Provided data

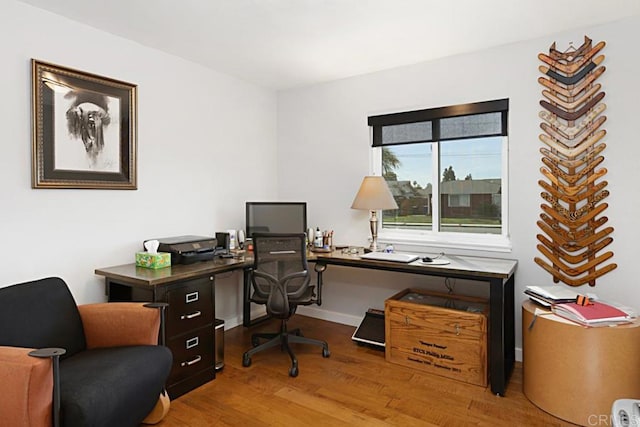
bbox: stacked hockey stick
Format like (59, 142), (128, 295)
(535, 36), (616, 287)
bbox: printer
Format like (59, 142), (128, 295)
(146, 235), (218, 265)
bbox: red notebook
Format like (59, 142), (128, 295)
(552, 301), (630, 325)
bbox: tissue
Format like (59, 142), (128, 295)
(136, 240), (170, 269)
(144, 239), (160, 254)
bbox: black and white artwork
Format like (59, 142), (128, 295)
(54, 89), (120, 172)
(32, 60), (137, 189)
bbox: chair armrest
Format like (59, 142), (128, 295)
(78, 302), (161, 349)
(0, 346), (52, 427)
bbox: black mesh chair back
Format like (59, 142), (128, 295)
(250, 233), (311, 318)
(243, 233), (330, 377)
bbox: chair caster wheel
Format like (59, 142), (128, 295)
(289, 365), (299, 377)
(251, 337), (260, 347)
(242, 354), (251, 367)
(322, 348), (331, 358)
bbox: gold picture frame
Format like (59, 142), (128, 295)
(31, 59), (137, 189)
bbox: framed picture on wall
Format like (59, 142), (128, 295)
(31, 59), (137, 189)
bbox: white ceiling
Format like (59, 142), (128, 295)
(18, 0), (640, 90)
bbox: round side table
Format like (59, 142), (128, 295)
(522, 300), (640, 426)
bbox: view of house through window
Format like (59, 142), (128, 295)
(381, 137), (503, 234)
(369, 99), (508, 238)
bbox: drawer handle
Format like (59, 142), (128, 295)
(185, 291), (199, 303)
(186, 337), (199, 349)
(180, 355), (202, 367)
(180, 311), (202, 320)
(455, 324), (460, 336)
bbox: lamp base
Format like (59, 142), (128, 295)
(369, 211), (379, 252)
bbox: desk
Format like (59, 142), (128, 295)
(246, 250), (517, 396)
(97, 250), (516, 397)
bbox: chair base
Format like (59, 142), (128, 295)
(242, 320), (330, 377)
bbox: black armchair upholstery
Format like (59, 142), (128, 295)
(242, 233), (330, 376)
(0, 277), (172, 427)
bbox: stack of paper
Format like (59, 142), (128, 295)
(551, 301), (634, 327)
(525, 285), (579, 307)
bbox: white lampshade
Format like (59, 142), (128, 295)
(351, 176), (398, 210)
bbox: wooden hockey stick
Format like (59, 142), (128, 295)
(538, 66), (606, 98)
(540, 92), (605, 121)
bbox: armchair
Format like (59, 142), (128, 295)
(242, 233), (330, 377)
(0, 277), (172, 427)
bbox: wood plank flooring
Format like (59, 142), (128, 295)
(157, 316), (575, 426)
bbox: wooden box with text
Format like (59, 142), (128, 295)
(385, 288), (488, 387)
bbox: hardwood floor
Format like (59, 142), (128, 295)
(157, 316), (575, 426)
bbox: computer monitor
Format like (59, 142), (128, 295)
(245, 202), (307, 238)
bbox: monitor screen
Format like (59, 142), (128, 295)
(245, 202), (307, 238)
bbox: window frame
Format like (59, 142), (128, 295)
(368, 99), (511, 253)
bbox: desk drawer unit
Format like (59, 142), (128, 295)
(385, 288), (488, 387)
(168, 325), (215, 384)
(165, 277), (214, 339)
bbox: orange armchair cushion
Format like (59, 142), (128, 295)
(78, 302), (161, 349)
(0, 346), (52, 427)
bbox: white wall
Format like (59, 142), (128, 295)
(0, 1), (278, 328)
(277, 15), (640, 355)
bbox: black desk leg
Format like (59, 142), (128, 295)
(242, 267), (270, 327)
(489, 275), (515, 396)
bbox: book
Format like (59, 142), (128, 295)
(551, 301), (632, 326)
(524, 285), (578, 307)
(525, 285), (579, 302)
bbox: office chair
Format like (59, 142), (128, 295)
(242, 233), (330, 377)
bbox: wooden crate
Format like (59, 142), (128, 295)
(385, 288), (488, 387)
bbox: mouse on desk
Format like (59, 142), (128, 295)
(422, 257), (433, 263)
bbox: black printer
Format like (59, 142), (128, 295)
(145, 235), (218, 265)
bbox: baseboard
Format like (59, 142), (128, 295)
(295, 305), (363, 327)
(219, 307), (266, 330)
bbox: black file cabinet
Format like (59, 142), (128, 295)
(104, 274), (216, 399)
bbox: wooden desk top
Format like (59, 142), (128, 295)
(311, 250), (517, 280)
(95, 249), (516, 288)
(95, 256), (251, 287)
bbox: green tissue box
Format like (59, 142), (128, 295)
(135, 252), (171, 269)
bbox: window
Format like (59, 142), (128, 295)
(368, 99), (509, 250)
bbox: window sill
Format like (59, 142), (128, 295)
(377, 231), (512, 254)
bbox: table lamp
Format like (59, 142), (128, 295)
(351, 176), (398, 252)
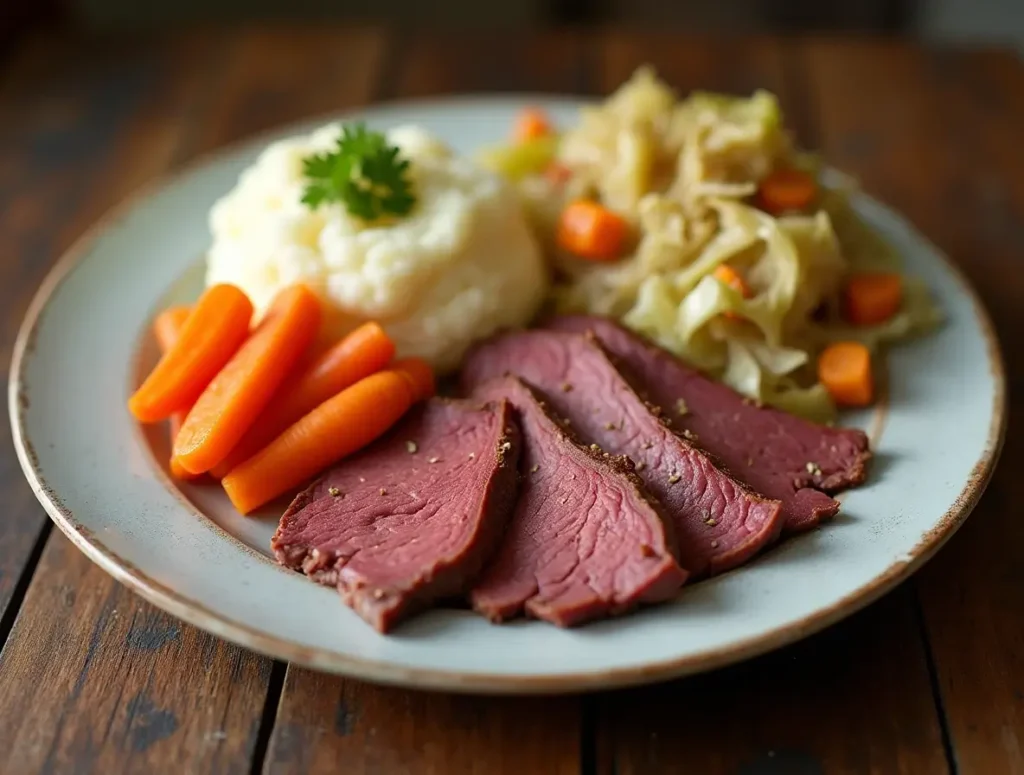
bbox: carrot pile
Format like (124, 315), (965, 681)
(130, 283), (434, 514)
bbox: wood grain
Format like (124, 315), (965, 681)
(0, 32), (218, 631)
(188, 26), (389, 153)
(592, 33), (950, 775)
(392, 29), (588, 97)
(265, 668), (580, 775)
(0, 32), (282, 774)
(596, 587), (948, 775)
(804, 40), (1024, 774)
(0, 533), (273, 774)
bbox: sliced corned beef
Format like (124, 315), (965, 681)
(271, 398), (520, 633)
(547, 316), (871, 532)
(462, 331), (783, 578)
(469, 376), (687, 626)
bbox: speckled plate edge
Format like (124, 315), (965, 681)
(9, 95), (1007, 694)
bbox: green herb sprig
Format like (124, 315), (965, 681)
(301, 123), (416, 221)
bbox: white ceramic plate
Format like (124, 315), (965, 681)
(10, 97), (1005, 694)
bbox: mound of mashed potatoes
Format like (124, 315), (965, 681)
(206, 124), (548, 373)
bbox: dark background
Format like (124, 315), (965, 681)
(5, 0), (1024, 41)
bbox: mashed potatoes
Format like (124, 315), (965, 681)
(206, 124), (548, 372)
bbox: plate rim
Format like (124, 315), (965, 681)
(8, 95), (1008, 695)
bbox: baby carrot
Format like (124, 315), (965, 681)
(222, 361), (430, 515)
(843, 272), (903, 326)
(173, 284), (322, 475)
(514, 107), (553, 143)
(389, 356), (436, 402)
(758, 168), (817, 215)
(153, 306), (193, 352)
(209, 321), (396, 477)
(557, 200), (628, 262)
(153, 306), (201, 481)
(818, 342), (873, 407)
(129, 285), (253, 423)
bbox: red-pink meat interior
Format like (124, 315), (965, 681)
(462, 331), (782, 577)
(470, 377), (686, 626)
(274, 401), (512, 591)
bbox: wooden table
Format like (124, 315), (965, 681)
(0, 27), (1021, 775)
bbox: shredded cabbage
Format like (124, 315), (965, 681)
(501, 68), (942, 420)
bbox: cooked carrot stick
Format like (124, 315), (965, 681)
(222, 362), (430, 514)
(818, 342), (873, 407)
(843, 272), (903, 326)
(129, 285), (253, 423)
(758, 168), (817, 215)
(389, 356), (435, 402)
(514, 108), (553, 143)
(153, 306), (202, 481)
(173, 284), (322, 475)
(209, 322), (397, 477)
(153, 306), (192, 352)
(557, 200), (628, 262)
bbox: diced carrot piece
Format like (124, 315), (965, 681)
(514, 108), (553, 143)
(818, 342), (873, 407)
(843, 272), (903, 326)
(129, 285), (253, 423)
(209, 321), (397, 478)
(713, 265), (752, 298)
(152, 306), (202, 481)
(173, 285), (322, 475)
(758, 168), (817, 215)
(222, 362), (429, 515)
(713, 264), (752, 321)
(557, 200), (628, 262)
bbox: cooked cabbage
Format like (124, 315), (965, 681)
(520, 68), (941, 420)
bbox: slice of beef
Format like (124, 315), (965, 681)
(462, 331), (783, 578)
(469, 376), (687, 627)
(546, 316), (871, 533)
(271, 398), (521, 633)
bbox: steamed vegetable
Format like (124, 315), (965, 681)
(843, 272), (903, 326)
(557, 200), (628, 261)
(129, 285), (253, 423)
(475, 135), (558, 181)
(211, 321), (396, 477)
(818, 342), (873, 407)
(174, 285), (321, 475)
(535, 68), (940, 420)
(757, 169), (818, 215)
(152, 306), (202, 481)
(221, 358), (435, 514)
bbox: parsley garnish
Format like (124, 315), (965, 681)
(301, 123), (416, 220)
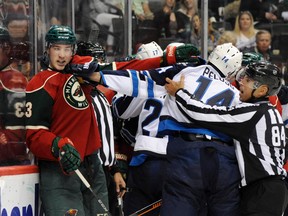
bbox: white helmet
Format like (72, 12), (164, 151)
(135, 41), (163, 60)
(208, 43), (243, 77)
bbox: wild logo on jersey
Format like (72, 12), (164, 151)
(63, 76), (89, 110)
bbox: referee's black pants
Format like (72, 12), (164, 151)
(240, 175), (288, 216)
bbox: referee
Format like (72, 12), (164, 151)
(165, 61), (288, 216)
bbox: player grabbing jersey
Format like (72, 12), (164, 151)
(79, 43), (244, 215)
(165, 61), (288, 216)
(25, 25), (107, 216)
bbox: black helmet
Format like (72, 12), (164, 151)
(45, 25), (76, 47)
(245, 61), (282, 96)
(76, 41), (106, 62)
(0, 26), (10, 43)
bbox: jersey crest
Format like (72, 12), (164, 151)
(63, 76), (88, 109)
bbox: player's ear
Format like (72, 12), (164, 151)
(256, 85), (269, 97)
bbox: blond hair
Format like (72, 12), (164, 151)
(234, 11), (257, 38)
(217, 31), (237, 46)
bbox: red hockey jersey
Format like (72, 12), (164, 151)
(26, 63), (101, 161)
(0, 67), (28, 163)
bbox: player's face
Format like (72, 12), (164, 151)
(237, 75), (258, 102)
(48, 44), (73, 71)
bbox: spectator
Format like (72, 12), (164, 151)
(95, 1), (123, 54)
(0, 0), (28, 25)
(190, 13), (221, 54)
(239, 0), (260, 22)
(4, 13), (32, 81)
(239, 0), (278, 24)
(0, 26), (29, 166)
(133, 0), (154, 21)
(44, 1), (69, 25)
(76, 0), (122, 54)
(233, 11), (258, 51)
(202, 0), (234, 21)
(259, 0), (279, 23)
(243, 29), (272, 61)
(223, 0), (241, 27)
(132, 0), (157, 47)
(153, 0), (177, 39)
(190, 13), (201, 46)
(217, 30), (237, 46)
(175, 0), (198, 43)
(4, 13), (29, 43)
(25, 25), (109, 215)
(9, 41), (31, 80)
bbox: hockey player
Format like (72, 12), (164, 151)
(0, 26), (29, 165)
(165, 61), (288, 216)
(76, 43), (243, 215)
(73, 40), (201, 215)
(112, 42), (181, 215)
(25, 25), (108, 216)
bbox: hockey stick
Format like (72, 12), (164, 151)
(75, 169), (111, 216)
(117, 196), (124, 216)
(128, 199), (162, 216)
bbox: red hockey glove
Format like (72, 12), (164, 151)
(162, 43), (200, 66)
(52, 137), (81, 174)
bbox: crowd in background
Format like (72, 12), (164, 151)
(0, 0), (288, 215)
(72, 0), (288, 74)
(0, 0), (286, 80)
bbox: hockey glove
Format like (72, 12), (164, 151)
(52, 137), (81, 174)
(162, 43), (200, 66)
(67, 61), (99, 80)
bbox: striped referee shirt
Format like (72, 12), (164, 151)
(91, 88), (116, 167)
(175, 88), (287, 187)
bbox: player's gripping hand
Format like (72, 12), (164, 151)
(51, 137), (81, 174)
(67, 61), (99, 80)
(116, 153), (128, 180)
(162, 43), (201, 66)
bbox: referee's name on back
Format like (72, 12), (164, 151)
(202, 66), (234, 89)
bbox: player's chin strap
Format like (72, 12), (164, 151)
(39, 52), (73, 73)
(39, 54), (100, 87)
(248, 90), (269, 103)
(39, 53), (64, 73)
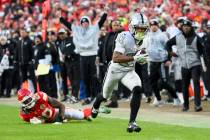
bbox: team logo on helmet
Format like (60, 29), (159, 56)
(129, 13), (149, 45)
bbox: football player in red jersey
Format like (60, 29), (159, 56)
(17, 88), (92, 124)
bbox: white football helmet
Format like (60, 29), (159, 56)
(129, 13), (149, 45)
(129, 13), (149, 34)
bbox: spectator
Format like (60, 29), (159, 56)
(0, 36), (14, 98)
(57, 28), (80, 102)
(14, 28), (37, 92)
(33, 35), (51, 94)
(60, 6), (108, 105)
(143, 19), (180, 106)
(56, 28), (80, 102)
(201, 20), (210, 100)
(166, 18), (204, 112)
(46, 31), (59, 99)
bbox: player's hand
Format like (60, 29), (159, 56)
(30, 117), (43, 124)
(57, 113), (65, 122)
(133, 52), (148, 64)
(164, 60), (171, 67)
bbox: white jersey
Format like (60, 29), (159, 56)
(111, 31), (137, 72)
(102, 31), (142, 99)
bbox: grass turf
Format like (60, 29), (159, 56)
(0, 104), (210, 140)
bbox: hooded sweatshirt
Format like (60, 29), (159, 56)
(142, 29), (168, 62)
(60, 13), (107, 56)
(72, 16), (100, 56)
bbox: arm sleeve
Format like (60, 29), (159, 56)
(60, 17), (72, 31)
(197, 36), (204, 56)
(98, 13), (107, 29)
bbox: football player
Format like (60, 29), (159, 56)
(18, 88), (92, 124)
(91, 12), (149, 133)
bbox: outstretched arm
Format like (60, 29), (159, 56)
(98, 5), (109, 29)
(98, 13), (107, 29)
(60, 17), (72, 31)
(48, 97), (65, 121)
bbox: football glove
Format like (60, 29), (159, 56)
(133, 53), (148, 64)
(30, 117), (43, 124)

Exercise description
Exactly the lines starting at the one above with "bbox: black desk leg" and ending at the one with "bbox: wood grain" should be printed, and nothing else. Omit the pictures.

Answer to this exercise
bbox: black desk leg
Format like (59, 142), (128, 295)
(242, 267), (270, 327)
(489, 275), (515, 396)
bbox: book
Format like (59, 142), (128, 295)
(551, 301), (632, 326)
(524, 285), (578, 307)
(525, 285), (579, 302)
bbox: office chair
Format like (59, 142), (128, 295)
(242, 233), (330, 377)
bbox: wooden crate
Format like (59, 142), (128, 295)
(385, 288), (488, 387)
bbox: mouse on desk
Format like (59, 142), (128, 295)
(422, 257), (433, 263)
bbox: black printer
Format like (59, 142), (128, 295)
(145, 235), (218, 265)
bbox: baseboard
Format like (59, 142), (128, 295)
(295, 305), (363, 327)
(219, 307), (266, 330)
bbox: black file cabinet
Format like (59, 142), (128, 295)
(104, 274), (216, 399)
bbox: wooden desk top
Format like (59, 142), (128, 295)
(311, 250), (517, 280)
(95, 249), (516, 288)
(95, 256), (251, 287)
bbox: green tissue box
Format like (59, 142), (128, 295)
(135, 252), (171, 269)
bbox: window
Format like (59, 142), (128, 295)
(368, 99), (509, 250)
bbox: window sill
Format like (59, 142), (128, 295)
(377, 231), (512, 254)
bbox: table lamp
Format like (59, 142), (128, 295)
(351, 176), (398, 252)
bbox: carrot pile
Format like (124, 315), (965, 681)
(130, 283), (434, 514)
bbox: wood grain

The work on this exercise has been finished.